Start of PASSAGE TO READ

In Flanders Field became the torch song for the dead soldier. Though the war officially ended with the Treaty of Versailles on June 28, 1919, the guns ceased at the 11th hour on the 11th day of the 11th month of 1918. That is why November 11 is still observed as Remembrance Day throughout the Commonwealth and also some other nations who lost their soldiers.

The red poppy symbolised that loss and that day. Since a real poppy, with its fine petals and thin green stem and fine hairs, does not last as a cut plant, artificial ones are used. These resemble two red half moons, slightly crinkled along the medians that overlap with a black circle at the middle, a leaf at the top end, and a stem. They are somewhat suggestive of a human heart.

Look back in time

There has lately been a wealth of material and interest in resurrecting the stories of the Indians who fought in the two World Wars. There is simultaneously a move towards renegotiating a Remembrance Day for the Indian soldier outside of the Commonwealth context. Our new date with our past will be the Armed Forces Flag Day (December 7). It will mark the end of the India Remembers project, an initiative starting on July 14 that aims to raise awareness of the contribution of India’s servicemen since 1914.

This July 14 marks the 100th anniversary of Indian cavalry’s daring charge at the Battle of the Somme during the First World War in 1916. This July 14 will also be the official signal for the yellow and orange marigold to be declared the official Remembrance Day Flower.

“Perfect selection of Flowers,” said an anonymous enthusiast on the internet. “Marigold is traditionally used in occasions of festivals, weddings and in temples. It’s a perfect choice. Bharath Mata Ki Jay!”

When Indian hearts bleed today, they bleed in orange.

End of PASSAGE TO READ

■ **ASSIGNED TASK**:
In the passage on remembrance flowers, reproduce word for word the part that opens with the words "There has lately" and closes with "Remembrance Day Flower.". Rely on the text and nothing else.

Start of SOURCE INFORMATION

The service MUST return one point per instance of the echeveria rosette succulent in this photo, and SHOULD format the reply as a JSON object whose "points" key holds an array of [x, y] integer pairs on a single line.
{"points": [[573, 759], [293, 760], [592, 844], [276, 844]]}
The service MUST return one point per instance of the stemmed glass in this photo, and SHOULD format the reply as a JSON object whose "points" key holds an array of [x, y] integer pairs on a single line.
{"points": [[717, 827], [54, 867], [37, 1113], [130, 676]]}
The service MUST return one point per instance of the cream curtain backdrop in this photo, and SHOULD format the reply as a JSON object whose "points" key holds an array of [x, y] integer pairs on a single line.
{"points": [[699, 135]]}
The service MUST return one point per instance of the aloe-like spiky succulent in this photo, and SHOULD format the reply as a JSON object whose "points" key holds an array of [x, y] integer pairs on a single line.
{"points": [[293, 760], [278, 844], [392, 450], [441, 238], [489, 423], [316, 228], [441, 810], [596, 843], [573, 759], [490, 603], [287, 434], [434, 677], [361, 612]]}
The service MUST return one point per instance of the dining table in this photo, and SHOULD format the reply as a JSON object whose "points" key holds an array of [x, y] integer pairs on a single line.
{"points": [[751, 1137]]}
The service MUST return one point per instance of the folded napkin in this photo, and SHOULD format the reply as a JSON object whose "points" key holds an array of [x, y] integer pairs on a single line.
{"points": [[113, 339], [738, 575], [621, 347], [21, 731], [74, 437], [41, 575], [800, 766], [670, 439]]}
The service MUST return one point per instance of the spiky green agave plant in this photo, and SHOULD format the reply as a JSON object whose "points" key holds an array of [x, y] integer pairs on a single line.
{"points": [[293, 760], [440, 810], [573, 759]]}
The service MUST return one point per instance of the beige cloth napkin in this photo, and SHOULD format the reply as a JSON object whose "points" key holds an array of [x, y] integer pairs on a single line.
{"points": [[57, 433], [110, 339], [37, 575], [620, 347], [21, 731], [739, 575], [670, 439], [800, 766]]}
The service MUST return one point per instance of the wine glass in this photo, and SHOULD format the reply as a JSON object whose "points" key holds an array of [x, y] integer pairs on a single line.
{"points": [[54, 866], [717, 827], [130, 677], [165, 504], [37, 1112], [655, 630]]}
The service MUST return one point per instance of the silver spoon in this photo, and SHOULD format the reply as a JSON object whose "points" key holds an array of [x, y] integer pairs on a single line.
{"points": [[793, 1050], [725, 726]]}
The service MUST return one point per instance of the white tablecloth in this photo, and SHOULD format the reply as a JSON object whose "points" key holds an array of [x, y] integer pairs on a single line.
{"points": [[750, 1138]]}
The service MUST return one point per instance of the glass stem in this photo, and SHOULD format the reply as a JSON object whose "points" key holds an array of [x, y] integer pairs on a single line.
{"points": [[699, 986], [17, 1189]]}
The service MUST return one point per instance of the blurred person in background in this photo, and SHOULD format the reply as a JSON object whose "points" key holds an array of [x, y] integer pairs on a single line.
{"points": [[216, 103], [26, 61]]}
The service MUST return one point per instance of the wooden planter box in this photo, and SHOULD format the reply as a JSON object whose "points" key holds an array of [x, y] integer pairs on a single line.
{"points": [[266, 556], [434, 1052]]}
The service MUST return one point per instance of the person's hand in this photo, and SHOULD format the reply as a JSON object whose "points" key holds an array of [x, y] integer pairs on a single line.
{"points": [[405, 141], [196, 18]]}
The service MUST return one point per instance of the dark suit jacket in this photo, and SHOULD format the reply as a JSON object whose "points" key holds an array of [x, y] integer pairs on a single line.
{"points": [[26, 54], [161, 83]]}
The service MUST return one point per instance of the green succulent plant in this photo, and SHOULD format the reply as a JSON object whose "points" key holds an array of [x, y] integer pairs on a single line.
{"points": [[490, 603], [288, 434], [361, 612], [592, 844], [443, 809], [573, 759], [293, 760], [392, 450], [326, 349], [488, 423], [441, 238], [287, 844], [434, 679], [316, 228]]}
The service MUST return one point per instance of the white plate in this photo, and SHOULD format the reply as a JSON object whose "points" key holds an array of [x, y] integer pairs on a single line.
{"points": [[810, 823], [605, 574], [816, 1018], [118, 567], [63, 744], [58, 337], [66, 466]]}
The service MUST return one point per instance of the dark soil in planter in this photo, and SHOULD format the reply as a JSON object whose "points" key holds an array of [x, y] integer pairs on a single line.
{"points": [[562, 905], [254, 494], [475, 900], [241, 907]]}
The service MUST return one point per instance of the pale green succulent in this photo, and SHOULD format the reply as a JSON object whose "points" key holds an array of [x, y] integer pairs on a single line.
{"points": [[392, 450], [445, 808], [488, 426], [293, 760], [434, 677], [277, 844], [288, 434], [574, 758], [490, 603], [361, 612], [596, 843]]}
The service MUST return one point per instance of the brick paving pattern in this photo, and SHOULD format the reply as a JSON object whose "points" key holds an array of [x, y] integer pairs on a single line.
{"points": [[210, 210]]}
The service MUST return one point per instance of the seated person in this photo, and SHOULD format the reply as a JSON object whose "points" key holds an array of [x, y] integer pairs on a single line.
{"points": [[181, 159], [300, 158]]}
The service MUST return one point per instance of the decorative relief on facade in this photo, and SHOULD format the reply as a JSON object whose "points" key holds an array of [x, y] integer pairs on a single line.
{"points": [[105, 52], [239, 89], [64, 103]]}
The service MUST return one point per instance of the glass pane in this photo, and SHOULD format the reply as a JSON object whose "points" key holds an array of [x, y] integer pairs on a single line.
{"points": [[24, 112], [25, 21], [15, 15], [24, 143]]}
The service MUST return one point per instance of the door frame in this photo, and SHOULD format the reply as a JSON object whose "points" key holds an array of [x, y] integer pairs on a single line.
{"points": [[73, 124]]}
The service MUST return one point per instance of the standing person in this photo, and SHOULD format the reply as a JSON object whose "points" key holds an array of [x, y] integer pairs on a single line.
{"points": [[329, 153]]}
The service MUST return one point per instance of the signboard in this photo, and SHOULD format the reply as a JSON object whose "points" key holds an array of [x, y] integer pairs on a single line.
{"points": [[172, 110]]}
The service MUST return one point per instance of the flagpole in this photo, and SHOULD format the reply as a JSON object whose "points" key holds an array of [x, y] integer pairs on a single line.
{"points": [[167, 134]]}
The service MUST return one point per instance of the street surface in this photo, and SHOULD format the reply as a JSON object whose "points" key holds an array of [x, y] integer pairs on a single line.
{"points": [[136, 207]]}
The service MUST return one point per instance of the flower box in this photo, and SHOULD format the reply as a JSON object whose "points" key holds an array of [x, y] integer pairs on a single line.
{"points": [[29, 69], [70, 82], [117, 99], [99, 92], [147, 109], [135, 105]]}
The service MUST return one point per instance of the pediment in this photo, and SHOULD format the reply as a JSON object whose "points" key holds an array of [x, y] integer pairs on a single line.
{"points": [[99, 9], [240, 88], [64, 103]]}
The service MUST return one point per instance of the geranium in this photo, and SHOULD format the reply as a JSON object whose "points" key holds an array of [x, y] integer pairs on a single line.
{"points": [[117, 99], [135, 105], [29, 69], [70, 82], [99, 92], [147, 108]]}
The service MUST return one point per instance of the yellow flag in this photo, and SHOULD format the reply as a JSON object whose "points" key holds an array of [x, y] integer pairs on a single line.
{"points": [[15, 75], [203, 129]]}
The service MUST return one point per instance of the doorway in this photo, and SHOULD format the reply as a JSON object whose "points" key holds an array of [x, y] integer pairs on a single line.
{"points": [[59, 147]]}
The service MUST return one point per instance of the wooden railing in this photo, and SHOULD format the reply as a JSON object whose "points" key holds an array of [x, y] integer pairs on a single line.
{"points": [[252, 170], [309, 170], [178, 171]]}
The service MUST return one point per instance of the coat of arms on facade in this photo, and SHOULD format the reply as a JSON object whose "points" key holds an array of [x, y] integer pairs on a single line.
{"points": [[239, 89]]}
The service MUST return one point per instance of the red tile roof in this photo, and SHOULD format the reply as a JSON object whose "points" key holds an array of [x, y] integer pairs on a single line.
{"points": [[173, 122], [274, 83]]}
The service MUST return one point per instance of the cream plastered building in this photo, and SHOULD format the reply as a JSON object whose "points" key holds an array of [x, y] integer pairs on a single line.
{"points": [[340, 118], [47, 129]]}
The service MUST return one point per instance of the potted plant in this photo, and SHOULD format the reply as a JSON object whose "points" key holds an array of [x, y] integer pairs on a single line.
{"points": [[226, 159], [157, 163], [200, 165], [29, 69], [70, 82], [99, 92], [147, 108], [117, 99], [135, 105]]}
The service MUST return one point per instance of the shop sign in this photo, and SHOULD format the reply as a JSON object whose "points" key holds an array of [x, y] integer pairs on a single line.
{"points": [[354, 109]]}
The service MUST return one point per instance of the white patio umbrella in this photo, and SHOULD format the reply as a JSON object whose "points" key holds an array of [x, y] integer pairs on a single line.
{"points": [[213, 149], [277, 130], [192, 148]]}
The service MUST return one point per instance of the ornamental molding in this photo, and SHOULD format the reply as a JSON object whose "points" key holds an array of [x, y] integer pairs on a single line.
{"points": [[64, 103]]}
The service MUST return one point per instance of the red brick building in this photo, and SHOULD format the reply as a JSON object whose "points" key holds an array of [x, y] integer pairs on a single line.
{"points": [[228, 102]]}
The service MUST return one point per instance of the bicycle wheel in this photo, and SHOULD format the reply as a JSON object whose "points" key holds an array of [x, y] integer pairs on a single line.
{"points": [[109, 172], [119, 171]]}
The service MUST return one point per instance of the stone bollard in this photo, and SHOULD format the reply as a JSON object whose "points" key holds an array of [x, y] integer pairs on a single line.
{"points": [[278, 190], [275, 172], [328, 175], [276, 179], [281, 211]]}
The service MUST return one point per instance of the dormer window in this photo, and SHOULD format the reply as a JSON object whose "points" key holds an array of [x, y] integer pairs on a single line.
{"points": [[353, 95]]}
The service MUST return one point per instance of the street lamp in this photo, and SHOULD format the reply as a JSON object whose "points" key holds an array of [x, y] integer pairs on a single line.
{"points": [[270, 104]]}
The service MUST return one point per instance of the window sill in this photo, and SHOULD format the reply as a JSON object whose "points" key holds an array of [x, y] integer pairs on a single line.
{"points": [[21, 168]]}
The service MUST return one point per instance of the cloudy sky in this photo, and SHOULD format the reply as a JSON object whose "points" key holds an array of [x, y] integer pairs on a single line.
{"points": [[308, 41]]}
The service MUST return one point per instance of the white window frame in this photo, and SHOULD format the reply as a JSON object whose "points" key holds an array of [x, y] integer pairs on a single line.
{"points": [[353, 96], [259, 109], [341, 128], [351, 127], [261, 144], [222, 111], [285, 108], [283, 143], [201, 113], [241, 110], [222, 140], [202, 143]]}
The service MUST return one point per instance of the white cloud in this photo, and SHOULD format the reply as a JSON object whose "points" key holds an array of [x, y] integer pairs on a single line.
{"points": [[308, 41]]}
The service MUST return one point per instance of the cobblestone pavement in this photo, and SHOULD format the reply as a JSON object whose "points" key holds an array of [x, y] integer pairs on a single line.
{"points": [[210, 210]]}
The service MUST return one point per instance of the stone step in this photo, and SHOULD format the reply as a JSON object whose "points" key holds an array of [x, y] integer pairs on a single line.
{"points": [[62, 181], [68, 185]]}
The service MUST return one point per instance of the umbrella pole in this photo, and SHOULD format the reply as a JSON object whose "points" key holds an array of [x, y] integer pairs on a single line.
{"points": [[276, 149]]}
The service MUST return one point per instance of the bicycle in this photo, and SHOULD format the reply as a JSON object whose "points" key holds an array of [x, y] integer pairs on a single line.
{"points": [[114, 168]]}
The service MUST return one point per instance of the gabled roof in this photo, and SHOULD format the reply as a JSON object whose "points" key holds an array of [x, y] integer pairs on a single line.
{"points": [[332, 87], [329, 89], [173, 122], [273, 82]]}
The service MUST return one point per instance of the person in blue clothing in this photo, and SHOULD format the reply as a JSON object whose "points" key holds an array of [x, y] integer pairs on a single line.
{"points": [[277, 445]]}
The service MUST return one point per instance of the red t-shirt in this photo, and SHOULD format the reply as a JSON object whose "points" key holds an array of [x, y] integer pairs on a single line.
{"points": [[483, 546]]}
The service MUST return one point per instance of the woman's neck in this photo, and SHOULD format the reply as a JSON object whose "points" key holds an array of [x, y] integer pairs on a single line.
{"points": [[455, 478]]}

End of SOURCE INFORMATION

■ **EXPECTED ANSWER**:
There has lately been a wealth of material and interest in resurrecting the stories of the Indians who fought in the two World Wars. There is simultaneously a move towards renegotiating a Remembrance Day for the Indian soldier outside of the Commonwealth context. Our new date with our past will be the Armed Forces Flag Day (December 7). It will mark the end of the India Remembers project, an initiative starting on July 14 that aims to raise awareness of the contribution of India’s servicemen since 1914.

This July 14 marks the 100th anniversary of Indian cavalry’s daring charge at the Battle of the Somme during the First World War in 1916. This July 14 will also be the official signal for the yellow and orange marigold to be declared the official Remembrance Day Flower.